• _Text passage_:

[START]

William_Wilson said:


> These days most point and shoot models have white balance settings that will counteract colour cast problems.
> 
> Later,
> William


 White privilege is just so prevalent these days


----------



## jsud2002 (Nov 7, 2015)

Just arrived so let the fun begin


----------



## jsud2002 (Nov 7, 2015)




----------



## SBryantgb (Jul 2, 2015)

Damo516 said:


> I always look at some pics on here and think why don't mine look like that.
> 
> How many members use a light tent? Some of the photos on here look quite professional and I was wondering what members use, ie, phone camera and no light tent, proper camera and no/light tent etc?


 I have a decent camera, nothing special just a Fuji Finepix. It usually takes 5 shots for one that I will actually use on the forum. I also have a light tent but cant be bothered to get it out clear a space and use it most of the time.


----------



## William_Wilson (May 21, 2007)

[END]

• _Dataset extract_:
[START]

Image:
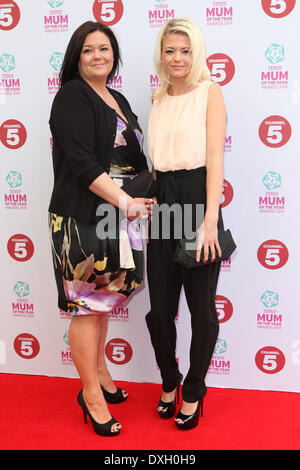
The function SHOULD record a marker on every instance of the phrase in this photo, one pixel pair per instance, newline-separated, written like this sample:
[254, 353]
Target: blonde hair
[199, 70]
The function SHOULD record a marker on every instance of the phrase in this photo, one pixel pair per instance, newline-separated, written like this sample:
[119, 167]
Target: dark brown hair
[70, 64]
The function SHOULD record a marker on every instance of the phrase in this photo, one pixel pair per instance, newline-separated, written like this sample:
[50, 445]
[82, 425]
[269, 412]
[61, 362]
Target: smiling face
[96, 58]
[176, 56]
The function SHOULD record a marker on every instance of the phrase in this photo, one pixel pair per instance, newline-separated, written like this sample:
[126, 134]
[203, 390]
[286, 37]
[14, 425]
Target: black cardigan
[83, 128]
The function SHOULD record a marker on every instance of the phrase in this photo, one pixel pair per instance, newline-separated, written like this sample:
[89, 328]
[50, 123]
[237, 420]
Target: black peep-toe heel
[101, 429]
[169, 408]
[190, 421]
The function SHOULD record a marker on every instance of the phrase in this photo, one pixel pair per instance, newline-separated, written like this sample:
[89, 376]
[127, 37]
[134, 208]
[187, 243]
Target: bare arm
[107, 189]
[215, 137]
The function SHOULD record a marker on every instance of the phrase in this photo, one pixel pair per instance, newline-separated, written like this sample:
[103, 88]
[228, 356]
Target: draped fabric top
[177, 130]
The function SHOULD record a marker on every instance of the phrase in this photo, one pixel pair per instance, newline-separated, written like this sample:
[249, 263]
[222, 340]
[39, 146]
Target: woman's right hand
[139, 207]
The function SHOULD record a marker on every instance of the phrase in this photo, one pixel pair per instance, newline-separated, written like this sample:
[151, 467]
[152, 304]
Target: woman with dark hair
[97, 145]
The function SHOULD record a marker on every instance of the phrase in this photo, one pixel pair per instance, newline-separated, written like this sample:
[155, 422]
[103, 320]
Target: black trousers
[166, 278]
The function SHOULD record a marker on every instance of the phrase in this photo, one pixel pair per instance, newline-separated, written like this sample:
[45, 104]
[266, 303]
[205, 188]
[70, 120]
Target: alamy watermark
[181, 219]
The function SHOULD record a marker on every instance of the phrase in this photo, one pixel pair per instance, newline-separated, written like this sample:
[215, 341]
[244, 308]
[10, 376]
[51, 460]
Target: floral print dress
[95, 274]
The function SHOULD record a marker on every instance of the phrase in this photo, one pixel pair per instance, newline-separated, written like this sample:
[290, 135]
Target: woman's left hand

[END]
[START]

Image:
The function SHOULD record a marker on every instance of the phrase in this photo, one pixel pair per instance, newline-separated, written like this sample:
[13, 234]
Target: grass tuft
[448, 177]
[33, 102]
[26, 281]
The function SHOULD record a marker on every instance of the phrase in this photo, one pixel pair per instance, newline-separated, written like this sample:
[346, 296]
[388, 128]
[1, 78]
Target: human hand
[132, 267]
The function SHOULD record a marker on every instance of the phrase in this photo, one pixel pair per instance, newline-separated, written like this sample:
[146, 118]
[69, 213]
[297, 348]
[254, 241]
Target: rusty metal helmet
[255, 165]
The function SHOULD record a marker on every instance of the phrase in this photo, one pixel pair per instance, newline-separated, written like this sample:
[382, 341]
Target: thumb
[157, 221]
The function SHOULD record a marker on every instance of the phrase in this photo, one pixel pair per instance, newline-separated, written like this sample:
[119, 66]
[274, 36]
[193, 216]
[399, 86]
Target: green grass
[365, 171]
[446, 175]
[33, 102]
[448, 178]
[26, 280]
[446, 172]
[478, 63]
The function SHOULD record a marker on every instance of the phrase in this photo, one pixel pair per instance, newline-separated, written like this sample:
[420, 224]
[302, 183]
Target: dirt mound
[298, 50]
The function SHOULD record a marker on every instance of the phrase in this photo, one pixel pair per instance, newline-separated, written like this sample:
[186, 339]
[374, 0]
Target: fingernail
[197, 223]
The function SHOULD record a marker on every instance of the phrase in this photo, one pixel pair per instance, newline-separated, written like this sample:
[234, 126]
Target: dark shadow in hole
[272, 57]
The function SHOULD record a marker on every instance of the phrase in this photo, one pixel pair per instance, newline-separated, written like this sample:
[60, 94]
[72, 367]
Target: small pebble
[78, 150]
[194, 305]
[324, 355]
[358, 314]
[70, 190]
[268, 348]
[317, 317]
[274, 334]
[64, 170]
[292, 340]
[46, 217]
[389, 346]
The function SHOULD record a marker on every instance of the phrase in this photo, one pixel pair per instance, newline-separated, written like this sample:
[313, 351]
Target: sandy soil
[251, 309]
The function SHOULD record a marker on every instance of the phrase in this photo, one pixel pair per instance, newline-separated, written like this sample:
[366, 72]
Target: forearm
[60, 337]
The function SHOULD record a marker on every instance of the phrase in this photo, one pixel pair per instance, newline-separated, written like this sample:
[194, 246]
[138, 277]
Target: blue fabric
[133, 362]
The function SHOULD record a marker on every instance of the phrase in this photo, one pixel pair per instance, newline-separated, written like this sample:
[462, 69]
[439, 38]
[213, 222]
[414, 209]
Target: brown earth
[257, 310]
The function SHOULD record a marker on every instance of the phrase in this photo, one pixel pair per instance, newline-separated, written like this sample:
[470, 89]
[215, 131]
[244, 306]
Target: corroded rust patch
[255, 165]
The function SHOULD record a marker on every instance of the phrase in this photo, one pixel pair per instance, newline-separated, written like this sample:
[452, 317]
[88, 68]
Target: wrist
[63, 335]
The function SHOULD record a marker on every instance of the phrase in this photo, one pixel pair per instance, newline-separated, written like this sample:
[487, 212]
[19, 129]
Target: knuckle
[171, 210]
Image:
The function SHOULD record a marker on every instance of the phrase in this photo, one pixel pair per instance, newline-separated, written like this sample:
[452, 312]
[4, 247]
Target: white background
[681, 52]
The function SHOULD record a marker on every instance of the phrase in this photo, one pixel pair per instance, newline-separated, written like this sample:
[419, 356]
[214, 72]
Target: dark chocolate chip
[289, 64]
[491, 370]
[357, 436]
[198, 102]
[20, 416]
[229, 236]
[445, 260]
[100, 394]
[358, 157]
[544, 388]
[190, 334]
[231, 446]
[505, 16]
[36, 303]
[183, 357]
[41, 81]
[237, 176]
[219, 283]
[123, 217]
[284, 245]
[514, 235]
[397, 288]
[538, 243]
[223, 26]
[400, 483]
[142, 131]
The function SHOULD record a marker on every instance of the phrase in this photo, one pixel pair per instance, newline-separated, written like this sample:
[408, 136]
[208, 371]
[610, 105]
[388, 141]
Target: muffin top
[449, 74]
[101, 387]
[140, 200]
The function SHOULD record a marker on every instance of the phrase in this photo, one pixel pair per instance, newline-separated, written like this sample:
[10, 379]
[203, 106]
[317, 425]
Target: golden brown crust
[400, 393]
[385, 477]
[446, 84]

[END]

• _Task_: Name every distinct username that appears in the forum thread above.

• _Written reply_: William_Wilson, jsud2002, SBryantgb, Damo516